- _Text excerpt_

**March Madness Machine Learning 2021**

This project will use the dataset given by kaggle's 2021 competition dataset. We will be implementing logistic regression through scikit-learn to train our model and predict the winner of the 2021 NCAA Division 1 Men's basketball tournament.

In [6]:
#Importing python packages

import numpy as np
import pandas as pd
import matplotlib
import matplotlib.pyplot as plt

from sklearn import preprocessing
from sklearn.impute import SimpleImputer
from sklearn.model_selection import train_test_split
from sklearn.linear_model import LogisticRegression
from sklearn.ensemble import RandomForestRegressor

In [7]:
#reading in data files

datapath_one = '../input/ncaam-march-mania-2021/MDataFiles_Stage1/'
datapath_two = '../input/ncaam-march-mania-2021/MDataFiles_Stage2/'



teams = pd.read_csv(datapath_one + 'MTeams.csv')
reg_szn = pd.read_csv(datapath_one + 'MRegularSeasonDetailedResults.csv')
conference_tourney = pd.read_csv(datapath_one + 'MConferenceTourneyGames.csv')
tourney_seeds = pd.read_csv(datapath_one + 'MNCAATourneySeeds.csv')
tourney_results = pd.read_csv(datapath_one + 'MNCAATourneyDetailedResults.csv')
dataset_two = pd.read_csv(datapath_two + 'MRegularSeasonDetailedResults.csv')
tourney_two = pd.read_csv(datapath_two + 'MNCAATourneyDetailedResults.csv')
twentyone_results = dataset_two[dataset_two.get('Season')==2021].reset_index().drop(columns=['index', 'Season'])
seeds = pd.read_csv(datapath_two + 'MNCAATourneySeeds.csv')
tourney_teams = seeds[seeds.get('Season')==2021]
reg_szn = reg_szn[(reg_szn.get('Season')>=2003) & (reg_szn.get('Season')<2020)]

In [8]:
seeds

In [9]:
#defining helper functions
def convert_seed(s):
    """
    converts the the string s given by the seed of a particular
    team in the seeds DataFrame into the integer equivalent so
    that the seeding of a team can be accounted for in the model.
    """
    if s[1] == '0':
        return int(s[2])
    else:
        return int(s[1:3])

The following visualization displays the number of tournament wins by seed from 2003 to 2019. Note that the data includes first four wins, so the 11 and 16 seed play-in games are included

In [10]:
#displays histogram
a = seeds[(seeds.get('Season')>=2003) & (seeds.get('Season')<2020)]
temp1 = tourney_results[tourney_results.get('Season')==2003]
temp2 = a[a.get('Season')==2003]
seed = temp2[temp2.get('TeamID')==1421].get('Seed')

- _Problems to solve_
A - In the March Madness notebook, which library is used to implement logistic regression?
B - Print the part of the March Madness notebook between "dataset_two = pd.read_csv(datapath_two" and "pd.read_csv(datapath_two + 'MNCAATourneyDetailedResults.csv')", inclusive.
The records have nothing to do with the March Madness notebook.

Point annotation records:

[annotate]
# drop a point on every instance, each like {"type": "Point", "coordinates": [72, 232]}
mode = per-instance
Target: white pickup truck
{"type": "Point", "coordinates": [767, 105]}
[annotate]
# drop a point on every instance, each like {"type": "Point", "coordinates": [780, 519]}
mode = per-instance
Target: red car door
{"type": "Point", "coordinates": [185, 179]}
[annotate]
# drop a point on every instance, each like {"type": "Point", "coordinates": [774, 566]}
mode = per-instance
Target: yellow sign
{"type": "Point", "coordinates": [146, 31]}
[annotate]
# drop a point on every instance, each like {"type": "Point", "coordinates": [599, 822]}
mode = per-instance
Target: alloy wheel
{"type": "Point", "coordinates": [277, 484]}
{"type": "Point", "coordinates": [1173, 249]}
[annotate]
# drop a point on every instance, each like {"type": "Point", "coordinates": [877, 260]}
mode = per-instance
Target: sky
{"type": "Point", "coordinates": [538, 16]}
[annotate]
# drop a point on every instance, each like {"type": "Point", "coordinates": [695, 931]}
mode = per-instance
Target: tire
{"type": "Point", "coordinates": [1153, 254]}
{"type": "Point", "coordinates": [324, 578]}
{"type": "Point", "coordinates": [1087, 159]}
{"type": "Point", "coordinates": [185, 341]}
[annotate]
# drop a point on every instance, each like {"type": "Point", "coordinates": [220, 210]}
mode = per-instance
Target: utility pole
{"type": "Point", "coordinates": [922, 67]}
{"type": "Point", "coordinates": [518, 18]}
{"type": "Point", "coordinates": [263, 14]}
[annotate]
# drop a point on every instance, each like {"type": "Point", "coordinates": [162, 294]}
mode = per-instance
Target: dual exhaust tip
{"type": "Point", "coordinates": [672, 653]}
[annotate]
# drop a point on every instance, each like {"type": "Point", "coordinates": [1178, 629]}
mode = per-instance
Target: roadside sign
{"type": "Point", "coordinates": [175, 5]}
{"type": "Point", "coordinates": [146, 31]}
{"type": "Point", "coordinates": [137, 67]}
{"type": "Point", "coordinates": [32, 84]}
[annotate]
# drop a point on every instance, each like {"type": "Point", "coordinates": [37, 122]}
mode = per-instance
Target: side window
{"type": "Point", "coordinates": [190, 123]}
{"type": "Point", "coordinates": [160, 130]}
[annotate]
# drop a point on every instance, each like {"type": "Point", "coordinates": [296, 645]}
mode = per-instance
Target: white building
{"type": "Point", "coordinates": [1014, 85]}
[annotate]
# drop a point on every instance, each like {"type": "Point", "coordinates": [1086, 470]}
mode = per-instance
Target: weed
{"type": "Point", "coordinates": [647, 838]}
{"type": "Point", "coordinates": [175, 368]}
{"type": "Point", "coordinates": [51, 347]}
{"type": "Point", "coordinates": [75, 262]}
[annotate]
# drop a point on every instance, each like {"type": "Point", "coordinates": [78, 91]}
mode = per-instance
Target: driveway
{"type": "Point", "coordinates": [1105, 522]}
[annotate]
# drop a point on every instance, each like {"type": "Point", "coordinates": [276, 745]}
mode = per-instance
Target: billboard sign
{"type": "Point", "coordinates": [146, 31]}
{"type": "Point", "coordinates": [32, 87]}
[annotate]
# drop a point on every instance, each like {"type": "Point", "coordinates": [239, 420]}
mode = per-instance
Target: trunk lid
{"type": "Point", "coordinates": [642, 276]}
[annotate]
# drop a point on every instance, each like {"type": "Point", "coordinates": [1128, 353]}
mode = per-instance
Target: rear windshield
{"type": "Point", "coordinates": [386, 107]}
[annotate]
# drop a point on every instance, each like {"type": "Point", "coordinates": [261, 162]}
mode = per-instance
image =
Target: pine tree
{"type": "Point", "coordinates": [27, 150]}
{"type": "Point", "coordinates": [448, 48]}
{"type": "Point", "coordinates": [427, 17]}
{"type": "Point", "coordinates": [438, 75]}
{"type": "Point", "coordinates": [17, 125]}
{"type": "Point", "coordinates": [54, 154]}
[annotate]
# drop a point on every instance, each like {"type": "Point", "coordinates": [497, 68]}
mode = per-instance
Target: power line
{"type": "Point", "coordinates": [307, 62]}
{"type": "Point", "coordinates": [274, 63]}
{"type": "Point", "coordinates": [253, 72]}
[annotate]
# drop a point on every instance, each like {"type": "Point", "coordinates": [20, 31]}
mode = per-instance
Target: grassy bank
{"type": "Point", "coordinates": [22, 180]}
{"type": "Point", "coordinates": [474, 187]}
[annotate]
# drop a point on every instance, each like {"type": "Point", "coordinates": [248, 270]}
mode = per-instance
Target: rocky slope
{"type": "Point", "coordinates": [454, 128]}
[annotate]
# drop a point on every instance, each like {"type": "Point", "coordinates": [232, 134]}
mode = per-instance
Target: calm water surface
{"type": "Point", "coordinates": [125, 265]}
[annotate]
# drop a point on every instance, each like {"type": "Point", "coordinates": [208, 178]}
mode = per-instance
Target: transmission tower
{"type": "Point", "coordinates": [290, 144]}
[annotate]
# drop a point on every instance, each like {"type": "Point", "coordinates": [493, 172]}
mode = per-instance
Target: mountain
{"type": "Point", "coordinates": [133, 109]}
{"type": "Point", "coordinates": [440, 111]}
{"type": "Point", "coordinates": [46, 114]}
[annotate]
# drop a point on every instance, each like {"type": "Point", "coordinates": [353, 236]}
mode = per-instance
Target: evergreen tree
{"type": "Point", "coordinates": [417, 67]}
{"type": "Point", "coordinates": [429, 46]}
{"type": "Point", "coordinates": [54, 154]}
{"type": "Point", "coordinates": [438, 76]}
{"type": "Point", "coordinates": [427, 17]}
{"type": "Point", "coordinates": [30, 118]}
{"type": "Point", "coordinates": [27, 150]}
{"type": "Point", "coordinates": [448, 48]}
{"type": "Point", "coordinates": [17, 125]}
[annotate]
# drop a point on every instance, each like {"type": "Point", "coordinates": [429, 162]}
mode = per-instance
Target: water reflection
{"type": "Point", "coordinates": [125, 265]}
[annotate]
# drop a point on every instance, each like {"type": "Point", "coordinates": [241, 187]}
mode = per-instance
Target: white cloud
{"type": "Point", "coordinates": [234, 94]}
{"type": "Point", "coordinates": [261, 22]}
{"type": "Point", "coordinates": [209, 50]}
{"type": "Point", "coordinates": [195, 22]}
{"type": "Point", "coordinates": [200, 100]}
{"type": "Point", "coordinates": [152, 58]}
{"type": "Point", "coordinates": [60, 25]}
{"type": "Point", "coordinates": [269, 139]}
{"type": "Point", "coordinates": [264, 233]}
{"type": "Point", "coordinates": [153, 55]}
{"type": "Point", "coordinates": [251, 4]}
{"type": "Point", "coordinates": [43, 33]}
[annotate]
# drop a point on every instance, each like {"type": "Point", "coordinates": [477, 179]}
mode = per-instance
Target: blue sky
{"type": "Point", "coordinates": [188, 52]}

- _Solved tasks_
A - scikit-learn

B -
dataset_two = pd.read_csv(datapath_two + 'MRegularSeasonDetailedResults.csv')
tourney_two = pd.read_csv(datapath_two + 'MNCAATourneyDetailedResults.csv')